Problem statement:
Rewrite every line of the records below as a Markdown table with the columns Index and Entry, skipping any blank lines. Leave the pictures out of your answer.

Listing:
-.-.-

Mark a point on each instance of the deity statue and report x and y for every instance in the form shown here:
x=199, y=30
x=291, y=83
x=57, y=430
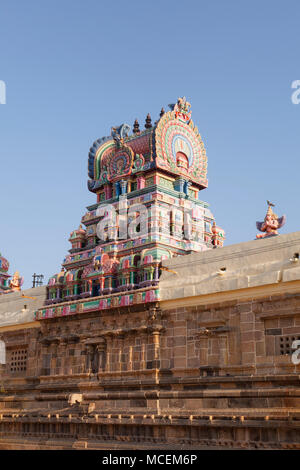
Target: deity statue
x=16, y=282
x=271, y=223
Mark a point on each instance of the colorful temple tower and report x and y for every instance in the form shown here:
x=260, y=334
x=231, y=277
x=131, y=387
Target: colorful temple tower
x=4, y=276
x=148, y=186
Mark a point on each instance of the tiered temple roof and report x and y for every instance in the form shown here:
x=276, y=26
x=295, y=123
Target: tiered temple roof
x=148, y=209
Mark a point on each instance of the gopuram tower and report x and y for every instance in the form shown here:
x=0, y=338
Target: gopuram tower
x=149, y=208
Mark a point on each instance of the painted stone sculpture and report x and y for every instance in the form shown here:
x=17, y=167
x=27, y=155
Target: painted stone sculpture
x=158, y=172
x=271, y=223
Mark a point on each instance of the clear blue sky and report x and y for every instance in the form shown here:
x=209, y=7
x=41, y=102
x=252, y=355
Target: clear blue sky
x=75, y=68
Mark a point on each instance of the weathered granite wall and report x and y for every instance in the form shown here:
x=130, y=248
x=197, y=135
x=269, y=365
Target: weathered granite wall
x=208, y=366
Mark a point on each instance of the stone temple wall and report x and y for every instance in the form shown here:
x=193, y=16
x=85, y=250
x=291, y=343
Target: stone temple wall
x=209, y=365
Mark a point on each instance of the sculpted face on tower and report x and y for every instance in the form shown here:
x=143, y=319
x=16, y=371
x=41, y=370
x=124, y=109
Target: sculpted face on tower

-.-.-

Task result:
| Index | Entry |
|---|---|
| 1 | Mark a point on each instance of the deity statue and report x and y for every instance in the form shown here: |
| 2 | x=199, y=30 |
| 3 | x=291, y=83 |
| 4 | x=57, y=430 |
| 5 | Target: deity statue |
| 6 | x=16, y=282 |
| 7 | x=271, y=223 |
| 8 | Mark a point on each instance of the colorful temple tower and report x and y for every instance in the form shown here: |
| 9 | x=260, y=334 |
| 10 | x=231, y=277 |
| 11 | x=131, y=387 |
| 12 | Target: colorful temple tower |
| 13 | x=4, y=276 |
| 14 | x=148, y=186 |
| 15 | Mark a point on each instance of the tiered temple roof and report x and y for every instance in the form shown here: |
| 16 | x=276, y=26 |
| 17 | x=295, y=123 |
| 18 | Target: tiered temple roof |
| 19 | x=148, y=209 |
| 20 | Mark a point on each instance of the gopuram tower and report x and y for every instance in the form shown here: |
| 21 | x=0, y=338 |
| 22 | Target: gopuram tower |
| 23 | x=149, y=208 |
| 24 | Mark a point on each instance of the painted stone sculpture and report x and y for every instance in the form shown here: |
| 25 | x=17, y=167 |
| 26 | x=27, y=155 |
| 27 | Target: painted stone sculpture |
| 28 | x=158, y=172 |
| 29 | x=271, y=223 |
| 30 | Mark a point on each instance of the clear blue sky and report x and y for every instance in the form shown here: |
| 31 | x=209, y=7 |
| 32 | x=41, y=102 |
| 33 | x=252, y=355 |
| 34 | Target: clear blue sky |
| 35 | x=75, y=68 |
| 36 | Mark a point on each instance of the weathered granite wall and report x and y for every instance in the form shown here: |
| 37 | x=130, y=248 |
| 38 | x=197, y=135 |
| 39 | x=269, y=365 |
| 40 | Target: weathered granite wall |
| 41 | x=208, y=366 |
| 42 | Mark a point on each instance of the stone temple wall and report x and y for every instance in the form shown here: |
| 43 | x=193, y=16 |
| 44 | x=85, y=250 |
| 45 | x=291, y=343 |
| 46 | Target: stone temple wall |
| 47 | x=209, y=365 |
| 48 | Mark a point on each instance of the sculpted face on tower and report x and y for every instance in the form shown here: |
| 49 | x=143, y=319 |
| 50 | x=16, y=371 |
| 51 | x=41, y=370 |
| 52 | x=124, y=109 |
| 53 | Target: sculpted face on tower |